_Written request A_
Answer these questions about the passage on Peki'in:
(i) Which family do the two old women guarding the village's secret belong to?
(ii) For how many years did Rabbi Shimon Bar Yochai and his son hide in the cave?
(iii) According to legend, what did Rabbi Shimon and his son live off during their years of hiding?

Peki'in
Peki'in
When you look around Peki'in, with its overwhelming Druze population, you may think
that it looks much the same as any other Arab village in the north of Israel. Far off the
major roads, it has been left largely untouched by the influence of modern life.
Peki'in is a village with a secret, a human secret whose guardians are two old women of
the Zinati family. The secret is that there has been a continuous Jewish presence here for
almost two thousand years. For unlike the 'family chains' which have wandered over
many lands during the course of the last millenia, the Zinati family of Peki'in claims to
have been in this village since the Bar-Kochba period - or maybe even earlier!
Peki'in is famous in Jewish tradition for being the site of the cave in which Rabbi Shimon
Bar Yochai and his son hid for 13 years while trying to escape the Romans during the
Bar-Kochba rebellion. According to legend, Rabbi Shimon and his son lived off spring
water and the fruit of a miraculous carob tree during their years of hiding, and passed the
time by writing books of Jewish mysticism.

(Pointing dataset entries)
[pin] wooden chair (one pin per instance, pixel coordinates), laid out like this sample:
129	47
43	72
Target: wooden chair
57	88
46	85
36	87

_Written request B_
Reproduce every line of the pointing dataset entries above with no changes.

_Exercise solution A_
(i) The Zinati family.
(ii) 13 years.
(iii) Spring water and the fruit of a miraculous carob tree.

_Exercise solution B_
[pin] wooden chair (one pin per instance, pixel coordinates), laid out like this sample:
129	47
43	72
Target: wooden chair
57	88
46	85
36	87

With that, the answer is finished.